-- begin --

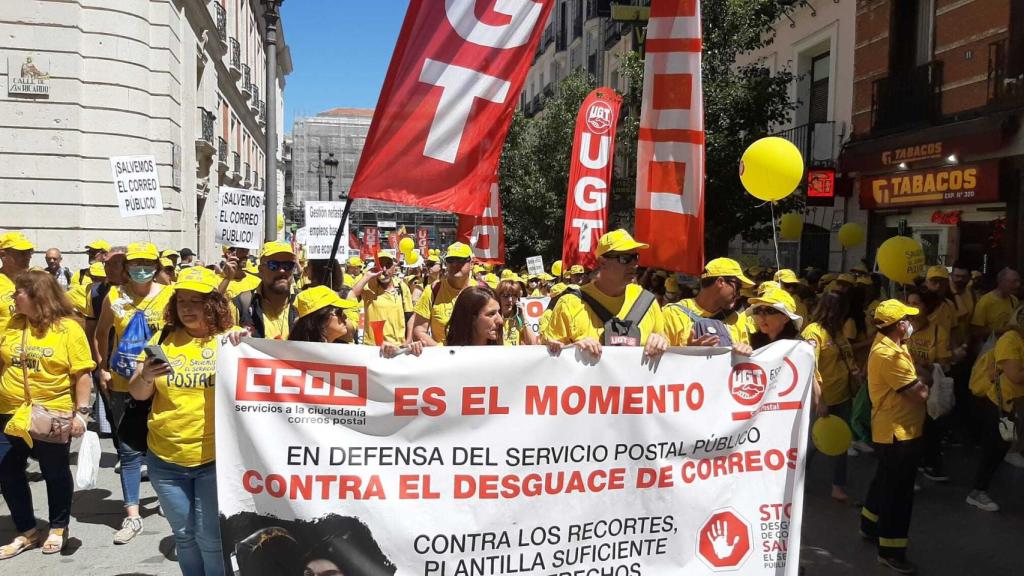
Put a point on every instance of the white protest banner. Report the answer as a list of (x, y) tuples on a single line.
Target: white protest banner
[(532, 310), (535, 264), (240, 217), (323, 219), (548, 465), (137, 186)]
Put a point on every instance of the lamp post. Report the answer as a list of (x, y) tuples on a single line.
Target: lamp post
[(331, 171), (271, 15)]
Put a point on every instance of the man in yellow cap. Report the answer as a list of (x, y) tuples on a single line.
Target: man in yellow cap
[(898, 399), (143, 298), (15, 255), (710, 319), (387, 302), (434, 306), (268, 310), (611, 310)]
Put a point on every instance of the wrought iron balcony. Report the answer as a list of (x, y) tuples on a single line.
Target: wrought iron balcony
[(907, 98)]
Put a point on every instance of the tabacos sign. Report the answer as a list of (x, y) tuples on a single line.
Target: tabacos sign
[(947, 184)]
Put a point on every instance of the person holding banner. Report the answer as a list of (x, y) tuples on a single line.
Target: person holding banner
[(180, 434), (434, 307), (514, 331), (325, 317), (45, 361), (898, 400), (611, 310), (142, 297)]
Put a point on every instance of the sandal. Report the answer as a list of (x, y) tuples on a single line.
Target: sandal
[(18, 545), (55, 541)]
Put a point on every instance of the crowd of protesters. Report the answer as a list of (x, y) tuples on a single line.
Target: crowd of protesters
[(73, 341)]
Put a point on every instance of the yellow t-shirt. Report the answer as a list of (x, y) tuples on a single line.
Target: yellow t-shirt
[(573, 321), (181, 421), (834, 359), (992, 312), (1009, 346), (440, 312), (53, 360), (890, 369), (6, 300), (678, 326), (380, 304), (124, 305)]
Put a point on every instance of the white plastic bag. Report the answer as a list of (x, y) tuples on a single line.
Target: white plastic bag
[(940, 398), (88, 461)]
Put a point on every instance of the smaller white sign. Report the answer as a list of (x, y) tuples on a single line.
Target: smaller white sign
[(535, 264), (136, 184), (240, 217), (323, 219)]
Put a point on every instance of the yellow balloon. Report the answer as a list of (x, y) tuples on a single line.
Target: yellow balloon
[(832, 436), (771, 168), (791, 227), (851, 235), (901, 259)]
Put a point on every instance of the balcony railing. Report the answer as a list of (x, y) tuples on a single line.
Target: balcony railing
[(907, 98), (1006, 85)]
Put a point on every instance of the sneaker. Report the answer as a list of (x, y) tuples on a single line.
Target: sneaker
[(1015, 459), (934, 474), (980, 500), (902, 566), (130, 528)]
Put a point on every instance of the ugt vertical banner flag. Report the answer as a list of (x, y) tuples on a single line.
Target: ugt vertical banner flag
[(670, 150), (448, 101), (590, 174), (554, 465), (485, 234)]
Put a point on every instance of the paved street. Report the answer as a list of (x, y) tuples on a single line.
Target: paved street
[(947, 537)]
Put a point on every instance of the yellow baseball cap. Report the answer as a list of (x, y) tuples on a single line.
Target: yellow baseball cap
[(780, 300), (891, 312), (15, 241), (318, 297), (459, 250), (725, 266), (616, 241), (786, 276), (937, 272), (141, 251), (198, 279), (273, 247)]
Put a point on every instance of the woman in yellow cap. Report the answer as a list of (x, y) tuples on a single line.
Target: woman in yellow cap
[(180, 437), (46, 345), (325, 317)]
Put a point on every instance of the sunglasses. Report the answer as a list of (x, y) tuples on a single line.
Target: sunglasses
[(279, 265)]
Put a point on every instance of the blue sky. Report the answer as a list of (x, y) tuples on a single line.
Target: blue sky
[(340, 51)]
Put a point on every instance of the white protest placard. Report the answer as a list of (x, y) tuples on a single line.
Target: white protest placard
[(535, 264), (553, 465), (240, 217), (323, 219), (137, 186)]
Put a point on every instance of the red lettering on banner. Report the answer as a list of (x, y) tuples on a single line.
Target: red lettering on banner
[(448, 100), (303, 382)]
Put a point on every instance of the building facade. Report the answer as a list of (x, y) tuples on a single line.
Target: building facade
[(181, 80), (936, 151)]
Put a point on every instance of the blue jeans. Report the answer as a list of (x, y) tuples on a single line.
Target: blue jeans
[(188, 497), (131, 460)]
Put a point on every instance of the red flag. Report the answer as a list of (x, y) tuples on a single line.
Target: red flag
[(485, 234), (671, 147), (593, 151), (448, 101)]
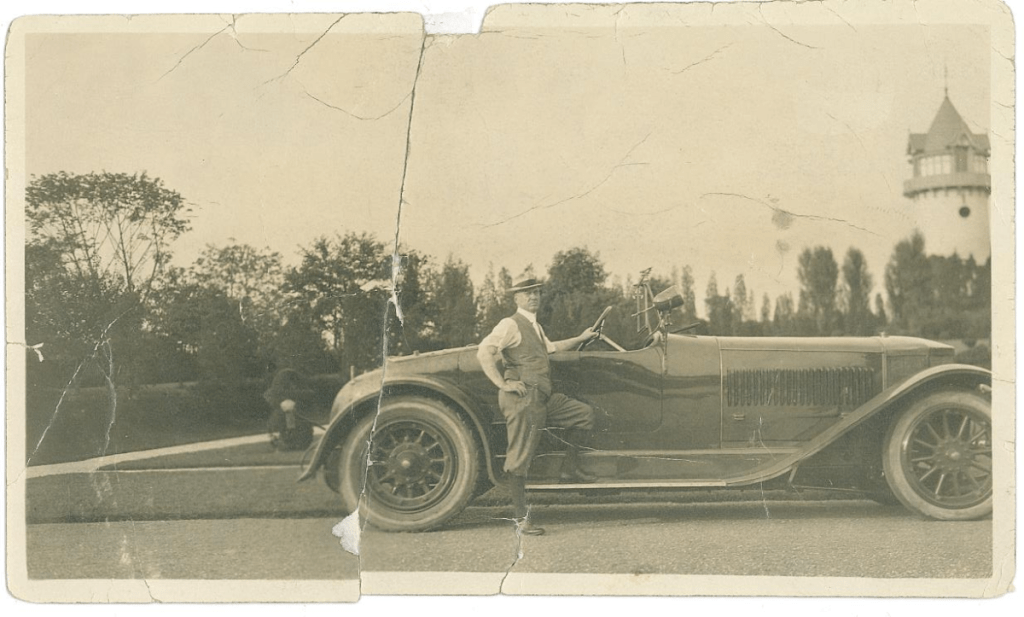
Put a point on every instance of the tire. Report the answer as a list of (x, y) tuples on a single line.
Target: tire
[(424, 466), (938, 456)]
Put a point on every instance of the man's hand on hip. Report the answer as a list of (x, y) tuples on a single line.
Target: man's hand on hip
[(514, 386)]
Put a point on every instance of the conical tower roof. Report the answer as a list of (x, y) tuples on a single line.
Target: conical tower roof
[(947, 130)]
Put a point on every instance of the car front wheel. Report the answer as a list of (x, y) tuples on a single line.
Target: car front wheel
[(938, 456), (415, 470)]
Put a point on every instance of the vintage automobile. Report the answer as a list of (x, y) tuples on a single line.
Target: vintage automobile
[(889, 417)]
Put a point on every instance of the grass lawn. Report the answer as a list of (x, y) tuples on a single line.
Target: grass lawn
[(92, 422), (253, 454)]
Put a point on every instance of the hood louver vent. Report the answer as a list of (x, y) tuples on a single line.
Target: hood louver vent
[(844, 387)]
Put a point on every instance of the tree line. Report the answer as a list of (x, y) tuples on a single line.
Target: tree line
[(110, 309)]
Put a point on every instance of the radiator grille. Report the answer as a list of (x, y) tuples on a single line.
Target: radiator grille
[(845, 387)]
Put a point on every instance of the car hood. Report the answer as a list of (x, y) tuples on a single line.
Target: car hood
[(890, 345), (399, 367)]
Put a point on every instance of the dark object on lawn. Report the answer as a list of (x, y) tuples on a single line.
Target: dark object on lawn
[(291, 401)]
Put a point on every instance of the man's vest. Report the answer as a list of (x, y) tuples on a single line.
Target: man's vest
[(527, 361)]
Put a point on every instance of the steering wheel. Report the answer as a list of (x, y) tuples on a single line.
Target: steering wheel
[(600, 320)]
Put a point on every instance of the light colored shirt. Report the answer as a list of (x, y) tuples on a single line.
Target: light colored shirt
[(506, 334)]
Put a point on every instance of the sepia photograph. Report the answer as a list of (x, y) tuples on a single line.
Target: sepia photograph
[(652, 299)]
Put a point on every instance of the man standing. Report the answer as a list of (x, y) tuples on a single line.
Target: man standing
[(525, 398)]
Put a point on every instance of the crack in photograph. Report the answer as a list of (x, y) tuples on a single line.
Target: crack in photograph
[(636, 299)]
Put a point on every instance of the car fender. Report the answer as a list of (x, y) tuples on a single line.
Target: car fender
[(359, 392), (936, 376)]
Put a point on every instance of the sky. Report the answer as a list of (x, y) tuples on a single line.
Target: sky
[(662, 142)]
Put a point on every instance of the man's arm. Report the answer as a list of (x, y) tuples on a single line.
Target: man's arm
[(574, 342), (488, 357)]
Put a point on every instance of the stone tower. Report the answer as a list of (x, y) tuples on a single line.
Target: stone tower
[(950, 184)]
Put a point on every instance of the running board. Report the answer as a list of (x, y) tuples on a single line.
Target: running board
[(631, 485)]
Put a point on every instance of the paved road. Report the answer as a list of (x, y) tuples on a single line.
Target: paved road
[(811, 538)]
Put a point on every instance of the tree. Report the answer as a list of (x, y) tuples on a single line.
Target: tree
[(721, 312), (765, 310), (494, 302), (857, 294), (455, 305), (343, 282), (880, 311), (96, 244), (908, 281), (689, 308), (782, 321), (818, 272), (576, 270), (573, 294), (116, 225), (251, 277)]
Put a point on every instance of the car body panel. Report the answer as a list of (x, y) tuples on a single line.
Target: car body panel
[(686, 410)]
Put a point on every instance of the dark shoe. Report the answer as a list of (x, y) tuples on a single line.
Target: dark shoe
[(577, 477), (524, 527)]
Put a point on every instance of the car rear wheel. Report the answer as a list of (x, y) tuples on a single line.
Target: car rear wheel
[(938, 456), (423, 466)]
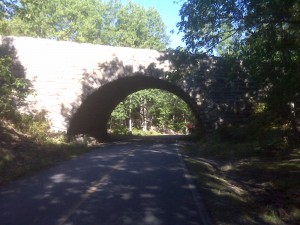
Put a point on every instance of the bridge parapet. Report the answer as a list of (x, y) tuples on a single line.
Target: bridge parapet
[(63, 74)]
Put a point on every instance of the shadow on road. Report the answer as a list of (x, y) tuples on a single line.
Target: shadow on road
[(123, 183)]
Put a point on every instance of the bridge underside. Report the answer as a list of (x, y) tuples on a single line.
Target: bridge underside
[(92, 116)]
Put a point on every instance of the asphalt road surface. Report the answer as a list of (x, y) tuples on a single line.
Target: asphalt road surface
[(125, 183)]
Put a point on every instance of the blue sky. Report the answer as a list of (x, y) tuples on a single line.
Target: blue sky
[(169, 12)]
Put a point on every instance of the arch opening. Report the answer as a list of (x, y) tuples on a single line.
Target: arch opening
[(151, 112), (92, 117)]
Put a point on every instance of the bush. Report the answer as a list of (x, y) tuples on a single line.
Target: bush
[(12, 88)]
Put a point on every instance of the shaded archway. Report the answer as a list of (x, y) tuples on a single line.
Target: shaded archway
[(92, 116)]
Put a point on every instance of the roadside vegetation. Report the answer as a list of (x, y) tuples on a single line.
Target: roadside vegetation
[(244, 182), (248, 172)]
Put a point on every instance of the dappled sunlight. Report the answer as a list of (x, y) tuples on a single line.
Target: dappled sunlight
[(125, 189)]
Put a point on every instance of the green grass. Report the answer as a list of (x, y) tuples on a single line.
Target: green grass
[(22, 154), (244, 184)]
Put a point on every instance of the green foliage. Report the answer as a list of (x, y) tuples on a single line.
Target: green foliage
[(152, 108), (92, 21), (11, 89), (264, 35), (35, 125)]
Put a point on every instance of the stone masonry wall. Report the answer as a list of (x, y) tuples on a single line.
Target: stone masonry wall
[(56, 70), (64, 73)]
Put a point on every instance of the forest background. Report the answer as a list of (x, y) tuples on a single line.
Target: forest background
[(263, 36)]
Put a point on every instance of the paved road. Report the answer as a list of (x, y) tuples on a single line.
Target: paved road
[(122, 183)]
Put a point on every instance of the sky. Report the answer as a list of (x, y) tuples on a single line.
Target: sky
[(169, 12)]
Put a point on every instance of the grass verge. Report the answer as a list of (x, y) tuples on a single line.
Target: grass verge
[(22, 155), (242, 184)]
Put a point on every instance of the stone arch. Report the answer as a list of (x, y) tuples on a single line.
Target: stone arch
[(92, 116)]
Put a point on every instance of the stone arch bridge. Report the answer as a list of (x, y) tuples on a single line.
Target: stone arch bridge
[(78, 85)]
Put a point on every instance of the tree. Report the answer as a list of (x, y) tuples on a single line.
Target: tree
[(151, 108), (69, 20), (264, 35), (92, 21)]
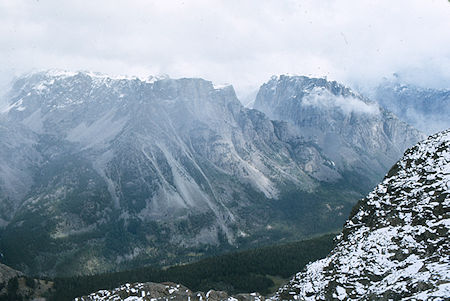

-- end --

#### Goal of the exercise
Format the entries as a two-column CSV with the header text,answer and one row per entry. Put each entry's text and its answer in a single quoted field each, with line breaks replaced by spaces. Begin at the line that contains "Put a point on every instance of the dappled" and stop after the line that contains "[(22, 155), (242, 184)]".

#### Solution below
text,answer
"Put a point on every instance of the dappled sunlight. Report the answer as a list of (x, y) tuples on a single line. Target: dappled sunlight","[(125, 189)]"
"Put a point on every instance of the green grass. Report the answer as a list of (x, y) tuples on a single line. Target: green grass","[(22, 154), (244, 184)]"
"Put a point on every instance of the green foliage. Report the answer as a list of (x, y) tuples on a single line. Target: green foliage","[(152, 108), (92, 21), (11, 89), (264, 35), (35, 125)]"
"Put a point on every instance of the stone masonry wall. Report the answer as a list of (x, y) tuples on a single line. Target: stone masonry wall","[(56, 70), (64, 73)]"
"Put a point on every instance of the forest background. Report the answer as a list of (x, y) tuples on a single line. Target: forest background","[(263, 36)]"
"Put a point on every instance of the paved road. Report the answer as a list of (x, y) tuples on a single line. Target: paved road","[(122, 183)]"
"Put a point on every instance of the sky. Report the answer as a list of (x, y) tuples on a single line. Target: sky","[(169, 12)]"
"Put a point on every instance of the grass verge. Report the answer as a list of (x, y) tuples on a single line. Target: grass verge","[(22, 155), (242, 184)]"